- **Prompt**
Go through the entries and transcribe each one exactly, dropping the pictures.

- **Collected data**

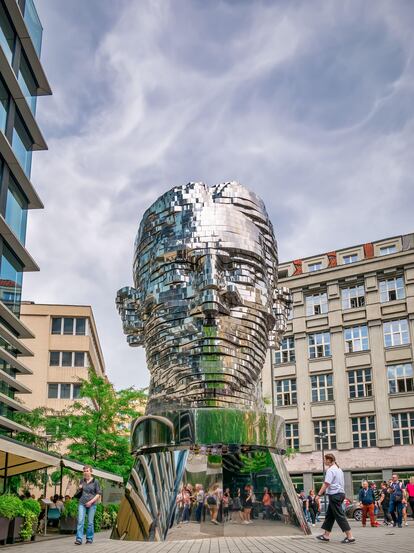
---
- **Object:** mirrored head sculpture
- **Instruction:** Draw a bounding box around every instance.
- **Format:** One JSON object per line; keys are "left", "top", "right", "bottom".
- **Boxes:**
{"left": 112, "top": 182, "right": 309, "bottom": 541}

- **Task solution**
---
- **Object:** mirrored head sculpture
- **Instruction:** Draw a bounding box around every instance.
- **Format:** One JSON object per line; keys are "left", "top", "right", "bottom".
- **Boxes:**
{"left": 112, "top": 182, "right": 309, "bottom": 541}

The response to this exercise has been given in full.